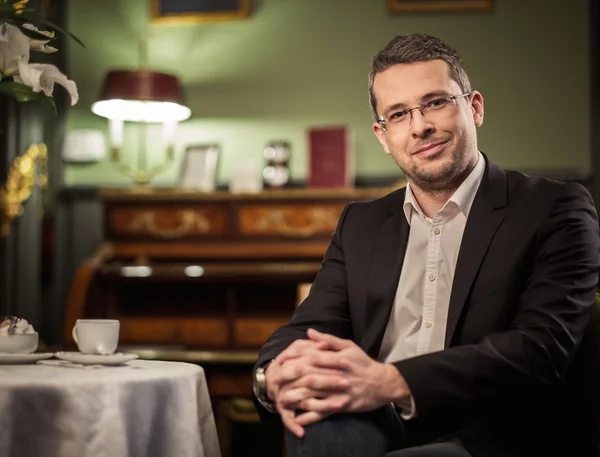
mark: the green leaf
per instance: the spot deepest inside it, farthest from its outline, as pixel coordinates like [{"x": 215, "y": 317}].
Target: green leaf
[
  {"x": 20, "y": 92},
  {"x": 63, "y": 31}
]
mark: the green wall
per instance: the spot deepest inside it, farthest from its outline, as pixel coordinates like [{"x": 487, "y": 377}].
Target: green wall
[{"x": 299, "y": 63}]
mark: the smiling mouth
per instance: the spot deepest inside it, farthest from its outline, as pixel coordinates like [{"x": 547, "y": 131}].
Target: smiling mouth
[{"x": 433, "y": 147}]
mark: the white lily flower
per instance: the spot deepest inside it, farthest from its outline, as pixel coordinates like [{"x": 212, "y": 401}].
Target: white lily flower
[
  {"x": 14, "y": 48},
  {"x": 42, "y": 76},
  {"x": 40, "y": 45}
]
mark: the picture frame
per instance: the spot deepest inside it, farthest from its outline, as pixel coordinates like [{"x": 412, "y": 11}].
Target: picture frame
[
  {"x": 435, "y": 6},
  {"x": 181, "y": 12},
  {"x": 199, "y": 167}
]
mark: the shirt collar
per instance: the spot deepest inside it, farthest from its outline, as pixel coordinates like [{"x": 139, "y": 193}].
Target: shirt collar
[{"x": 463, "y": 196}]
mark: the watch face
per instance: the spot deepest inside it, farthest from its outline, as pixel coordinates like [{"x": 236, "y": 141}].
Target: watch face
[
  {"x": 277, "y": 153},
  {"x": 276, "y": 175}
]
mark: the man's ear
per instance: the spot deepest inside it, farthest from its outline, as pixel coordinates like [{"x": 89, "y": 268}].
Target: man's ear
[
  {"x": 477, "y": 108},
  {"x": 380, "y": 134}
]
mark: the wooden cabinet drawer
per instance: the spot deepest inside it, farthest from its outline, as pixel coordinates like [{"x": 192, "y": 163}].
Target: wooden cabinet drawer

--------------------

▶ _WHAT THE TASK REQUIRES_:
What lines of the material above include "mark"? Copy each one.

▶ _ANSWER SECTION_:
mark: the green leaf
mark: the green wall
mark: the smiling mouth
mark: the white lily flower
mark: the picture frame
mark: the shirt collar
mark: the watch face
mark: the man's ear
mark: the wooden cabinet drawer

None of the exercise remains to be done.